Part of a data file
* * *

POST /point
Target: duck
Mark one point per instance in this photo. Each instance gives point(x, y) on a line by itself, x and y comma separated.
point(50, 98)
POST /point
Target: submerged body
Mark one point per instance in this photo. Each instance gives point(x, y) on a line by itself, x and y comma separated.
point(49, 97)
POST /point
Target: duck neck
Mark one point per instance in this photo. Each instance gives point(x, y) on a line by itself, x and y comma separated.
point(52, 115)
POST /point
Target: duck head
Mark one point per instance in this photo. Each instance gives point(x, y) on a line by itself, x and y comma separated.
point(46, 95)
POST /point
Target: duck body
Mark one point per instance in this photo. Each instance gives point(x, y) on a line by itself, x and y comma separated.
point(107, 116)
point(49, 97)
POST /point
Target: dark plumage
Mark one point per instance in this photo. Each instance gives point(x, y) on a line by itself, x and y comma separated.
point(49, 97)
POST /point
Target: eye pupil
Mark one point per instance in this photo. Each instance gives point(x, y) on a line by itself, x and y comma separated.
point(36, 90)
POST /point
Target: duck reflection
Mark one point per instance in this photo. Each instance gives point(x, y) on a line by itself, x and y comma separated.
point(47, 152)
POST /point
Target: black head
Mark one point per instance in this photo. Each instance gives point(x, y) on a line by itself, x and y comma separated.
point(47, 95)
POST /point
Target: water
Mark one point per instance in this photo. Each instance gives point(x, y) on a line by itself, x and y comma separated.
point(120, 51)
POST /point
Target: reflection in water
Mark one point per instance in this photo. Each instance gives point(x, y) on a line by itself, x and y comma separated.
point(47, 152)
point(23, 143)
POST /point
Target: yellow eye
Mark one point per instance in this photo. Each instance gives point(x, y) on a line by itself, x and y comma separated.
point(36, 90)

* * *

- **To be done**
Output the listing above without altering a single character.

- **Answer**
POST /point
Target: duck
Mark one point per instance in this photo. Each instance gives point(x, y) on a line by itself, x and y comma separated.
point(50, 98)
POST /point
Target: submerged body
Mark one point per instance in this photo. Each instance gives point(x, y) on a line by itself, x and y comma separated.
point(49, 97)
POST /point
Target: duck neck
Mark one point per instance in this photo. Each instance gives point(x, y) on a line by itself, x and y comma separated.
point(52, 115)
POST /point
Target: duck head
Mark one point per instance in this photo. Each instance gives point(x, y) on a line by itself, x and y comma separated.
point(46, 95)
POST /point
Target: duck body
Mark one point per instance in this photo. Each instance gives point(x, y) on a line by itself, x and y comma separated.
point(107, 116)
point(49, 97)
POST /point
Target: dark plumage
Mark one point per instance in this photo. Each instance gives point(x, y) on a line by itself, x and y comma separated.
point(49, 97)
POST /point
Target: eye pupil
Mark one point per instance in this photo. Each instance gives point(x, y) on a line by itself, x and y comma separated.
point(36, 90)
POST /point
Target: duck reflection
Mark one point per instance in this photo. Each instance gives point(x, y) on a line by itself, x and y comma separated.
point(47, 152)
POST /point
Target: black head
Mark one point per instance in this photo. Each instance gives point(x, y) on a line by itself, x and y comma separated.
point(47, 95)
POST /point
Target: water
Mark one point per instance in this photo. Each instance gives point(x, y) on a line by itself, x and y comma separated.
point(120, 51)
POST /point
Target: reflection in water
Mark one point per instance in this photo. Each instance gives point(x, y) on a line by itself, x and y comma separated.
point(47, 152)
point(23, 143)
POST /point
Target: yellow eye
Mark one point per instance in this photo. Each instance gives point(x, y) on a line by itself, x and y comma separated.
point(36, 90)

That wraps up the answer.